■ Material supplied ■
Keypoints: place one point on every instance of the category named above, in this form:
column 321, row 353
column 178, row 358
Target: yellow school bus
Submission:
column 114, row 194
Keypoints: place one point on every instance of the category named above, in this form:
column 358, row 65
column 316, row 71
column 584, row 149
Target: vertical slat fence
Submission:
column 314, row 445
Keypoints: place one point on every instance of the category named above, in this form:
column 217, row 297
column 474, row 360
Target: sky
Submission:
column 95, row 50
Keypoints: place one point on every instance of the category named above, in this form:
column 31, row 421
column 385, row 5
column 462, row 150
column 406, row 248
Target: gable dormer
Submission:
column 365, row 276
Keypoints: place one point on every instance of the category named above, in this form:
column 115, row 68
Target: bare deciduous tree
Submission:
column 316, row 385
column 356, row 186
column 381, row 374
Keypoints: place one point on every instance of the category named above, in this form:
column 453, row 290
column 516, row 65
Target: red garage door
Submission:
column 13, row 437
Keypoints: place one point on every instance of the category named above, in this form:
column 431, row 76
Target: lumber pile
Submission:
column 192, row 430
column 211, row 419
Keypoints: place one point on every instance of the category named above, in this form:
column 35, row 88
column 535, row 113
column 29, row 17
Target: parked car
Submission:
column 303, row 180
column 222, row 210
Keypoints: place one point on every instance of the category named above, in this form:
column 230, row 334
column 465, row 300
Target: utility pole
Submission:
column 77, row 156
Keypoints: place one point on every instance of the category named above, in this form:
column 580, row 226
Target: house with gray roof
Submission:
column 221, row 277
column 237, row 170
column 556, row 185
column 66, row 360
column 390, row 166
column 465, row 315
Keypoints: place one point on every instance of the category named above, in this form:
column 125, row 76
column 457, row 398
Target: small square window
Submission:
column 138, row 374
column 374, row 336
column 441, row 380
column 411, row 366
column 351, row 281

■ Work required ■
With no word changed, write the entries out once more.

■ Your response ■
Keypoints: place one point on every instance of the category named above, in this form:
column 321, row 353
column 178, row 358
Target: yellow school bus
Submission:
column 114, row 194
Keypoints: place one point on every instance of the category named above, in this form:
column 358, row 65
column 316, row 71
column 584, row 149
Target: vertical slat fence
Submission:
column 314, row 445
Keypoints: place one point on every instance of the category named above, in this form:
column 217, row 297
column 474, row 360
Target: sky
Submission:
column 95, row 50
Keypoints: place one point on every instance of the category named above, in this form:
column 31, row 421
column 385, row 5
column 462, row 150
column 406, row 248
Target: gable dormer
Submission:
column 365, row 276
Keypoints: place one point on every instance of the category named above, in this form:
column 115, row 68
Target: bare deciduous tree
Submission:
column 316, row 385
column 356, row 186
column 381, row 374
Keypoints: place one point on every instance of the category named above, in this form:
column 453, row 290
column 516, row 65
Target: red garage door
Submission:
column 13, row 437
Keypoints: place one point on every instance of the category named above, in this form:
column 431, row 76
Target: lumber pile
Submission:
column 192, row 430
column 211, row 419
Keypoints: place one point on every instance of the category named above, in this form:
column 35, row 88
column 535, row 113
column 29, row 17
Target: parked car
Submission:
column 303, row 180
column 222, row 210
Keypoints: place one point on every instance of the category named above, in this form:
column 230, row 334
column 465, row 300
Target: utility pole
Submission:
column 77, row 156
Keypoints: place one point on every instance of the category named above, in this form:
column 580, row 226
Target: house with gray roof
Submission:
column 221, row 277
column 237, row 170
column 556, row 185
column 66, row 360
column 390, row 166
column 465, row 315
Keypoints: place one point on every instance of the category named above, in this form:
column 125, row 76
column 457, row 398
Target: small square window
Submission:
column 138, row 374
column 374, row 336
column 441, row 380
column 411, row 366
column 351, row 281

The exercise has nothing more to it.